À faire -
1) Recopiez un passage du texte sur l'amour et l'insécurité. Commencez aux mots « Avez-vous envie d’aimer » et arrêtez-vous après « parlé ici et là. ».
2) D'après le texte sur l'amour et l'insécurité, quel facteur passerait-on à côté en se limitant à une explication individuelle ?

Texte du document -
━━━━━━━━━━━━━━━━━━━━
Amoureuse ou insécure ?
Avez-vous envie d’aimer ou bien besoin d'être validée ?
Pendant longtemps, j’ai confondu attirance romantique et insécurité affective.
J’ai confondu l’amour et le besoin de validation.
Je pensais que quelqu’un m’attirait quand la personne me mettait au sous-sol de l'insécurité sur le plan émotionnel. Double shot d'adrénaline : le premier quand j'étais terrifiée d'être rejetée, le deuxième quand cette personne finissait par me valider.
C'était ça, les fameux papillons dans le ventre, non ?
(Non.)
Quand j’ai commencé à explorer mon désir pour des femmes, j’ai remarqué que les personnes sexisées ne me plongeaient pas, en général, dans le même état d’anxiété généralisée que les hommes cis-het.
Il y avait d’autres trucs qui me stressaient, évidemment, en particulier sur le plan de l'intimité sexuelle – j’en ai déjà parlé ici et là.
Mais au niveau émotionnel, je n’avais pas du tout la même inquiétude de plaire… ni le même high quand une meuf s'intéressait à moi, que quand c'était un mec jugé désirable qui le faisait.
On pourrait penser que c'était une bonne nouvelle : moins d'anxiété, hourra !
Eh bien non, pas vraiment. Au contraire, ça m'a fait paniquer.
Comme je ne me mettais pas dans des états obsessionnels à la moindre rencontre un peu chouette avec une inconnue, je pensais que ça voulait dire que je n'étais pas vraiment attirée par les personnes sexisées.
Bref, j'étais totalement paumée.
J’ai même largué une personne avec qui j’adorais passer du temps, avec qui tout était simple, joli, drôle et tendre, le genre qui te fait sourire jusqu’aux oreilles dès que tu te trouves dans la même pièce qu’elle… parce que je ne crevais pas d’angoisse avant de la voir. (Rassurez-vous : j’ai fini par réaliser que je délirais complètement. On est ensemble depuis maintenant quatre ans.)
On pourrait psychologiser ça, faire porter le chapeau à mon pattern d’attachement désorganisé. Ce ne serait pas entièrement faux - je veux dire, j’ai une propension à me rapprocher des gens pour ensuite m’enfuir à toutes pattes (et vice-versa) qui ne vient pas de nulle part. Sorry Mommy sorry Daddy but yes: this is your fault.
Cependant, se limiter à une explication individuelle, ce serait passer à côté d’un autre (gros) facteur : l'hétéropatriarcat.
Déjà, on nous apprend à confondre amour et violence.
On nous matraque de représentations dans lesquelles l’amour, toujours passionné, se joue forcément sur le mode de la destruction mutuelle ou a minima de la souffrance. Je veux dire, on vit littéralement dans un monde où le viol est érotisé. Où sont les histoires d’amour a la fois tendres, joyeuses, respectueuses et pleines de fougue ?
Plus pernicieux : on nous montre, insidieusement, que notre valeur se joue à travers la validation masculine.
Il faut être désirée par un homme pour exister pleinement. Se plier aux règles de la séduction pour gagner le droit d'être considérée.
━━━━━━━━━━━━━━━━━━━━
Données enregistrées -

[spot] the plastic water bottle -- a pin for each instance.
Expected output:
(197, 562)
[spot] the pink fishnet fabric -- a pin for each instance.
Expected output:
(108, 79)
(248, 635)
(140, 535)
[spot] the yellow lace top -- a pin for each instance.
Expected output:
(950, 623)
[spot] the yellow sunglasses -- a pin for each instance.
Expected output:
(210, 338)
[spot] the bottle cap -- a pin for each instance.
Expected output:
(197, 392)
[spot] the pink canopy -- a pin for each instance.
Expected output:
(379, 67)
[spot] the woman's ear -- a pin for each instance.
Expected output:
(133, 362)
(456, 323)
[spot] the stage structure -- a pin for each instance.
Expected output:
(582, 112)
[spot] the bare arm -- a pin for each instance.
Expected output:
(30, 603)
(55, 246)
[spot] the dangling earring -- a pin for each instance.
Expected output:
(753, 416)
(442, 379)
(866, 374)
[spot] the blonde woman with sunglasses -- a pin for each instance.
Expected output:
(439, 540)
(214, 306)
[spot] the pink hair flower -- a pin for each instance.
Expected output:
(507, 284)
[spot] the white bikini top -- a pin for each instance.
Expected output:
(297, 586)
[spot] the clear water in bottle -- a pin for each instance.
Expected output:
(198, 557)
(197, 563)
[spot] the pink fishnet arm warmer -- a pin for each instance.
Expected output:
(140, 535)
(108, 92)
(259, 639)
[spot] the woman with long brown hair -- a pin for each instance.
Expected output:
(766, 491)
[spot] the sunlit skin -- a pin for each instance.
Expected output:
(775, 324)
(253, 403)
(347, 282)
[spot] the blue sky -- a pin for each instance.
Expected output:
━━━━━━━━━━━━━━━━━━━━
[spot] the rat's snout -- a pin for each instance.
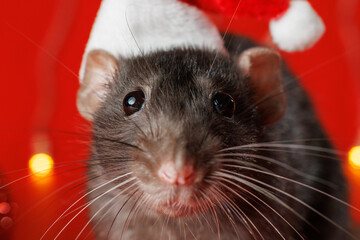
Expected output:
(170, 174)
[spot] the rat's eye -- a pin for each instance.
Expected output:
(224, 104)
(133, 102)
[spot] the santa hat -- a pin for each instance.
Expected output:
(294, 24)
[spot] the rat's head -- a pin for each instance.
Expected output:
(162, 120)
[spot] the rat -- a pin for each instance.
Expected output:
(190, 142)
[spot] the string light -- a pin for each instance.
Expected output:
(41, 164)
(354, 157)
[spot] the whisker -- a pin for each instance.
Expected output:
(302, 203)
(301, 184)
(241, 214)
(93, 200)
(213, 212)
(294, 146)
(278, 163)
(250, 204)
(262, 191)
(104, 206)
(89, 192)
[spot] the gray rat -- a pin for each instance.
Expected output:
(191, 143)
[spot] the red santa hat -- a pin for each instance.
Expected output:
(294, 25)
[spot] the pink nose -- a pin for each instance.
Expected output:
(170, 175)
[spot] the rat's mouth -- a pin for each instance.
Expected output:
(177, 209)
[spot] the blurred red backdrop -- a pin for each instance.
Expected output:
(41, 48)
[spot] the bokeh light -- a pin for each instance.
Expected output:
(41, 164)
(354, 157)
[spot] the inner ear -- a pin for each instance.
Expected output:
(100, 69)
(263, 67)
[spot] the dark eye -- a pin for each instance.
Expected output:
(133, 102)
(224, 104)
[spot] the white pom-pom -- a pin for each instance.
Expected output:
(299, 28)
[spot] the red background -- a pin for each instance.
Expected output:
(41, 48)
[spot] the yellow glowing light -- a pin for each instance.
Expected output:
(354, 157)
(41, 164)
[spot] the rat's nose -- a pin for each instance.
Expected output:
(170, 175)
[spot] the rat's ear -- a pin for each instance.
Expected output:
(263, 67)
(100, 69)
━━━━━━━━━━━━━━━━━━━━
Réponses par tâche -
1)
Avez-vous envie d’aimer ou bien besoin d'être validée ?
Pendant longtemps, j’ai confondu attirance romantique et insécurité affective.
J’ai confondu l’amour et le besoin de validation.
Je pensais que quelqu’un m’attirait quand la personne me mettait au sous-sol de l'insécurité sur le plan émotionnel. Double shot d'adrénaline : le premier quand j'étais terrifiée d'être rejetée, le deuxième quand cette personne finissait par me valider.
C'était ça, les fameux papillons dans le ventre, non ?
(Non.)
Quand j’ai commencé à explorer mon désir pour des femmes, j’ai remarqué que les personnes sexisées ne me plongeaient pas, en général, dans le même état d’anxiété généralisée que les hommes cis-het.
Il y avait d’autres trucs qui me stressaient, évidemment, en particulier sur le plan de l'intimité sexuelle – j’en ai déjà parlé ici et là.

2) L'hétéropatriarcat.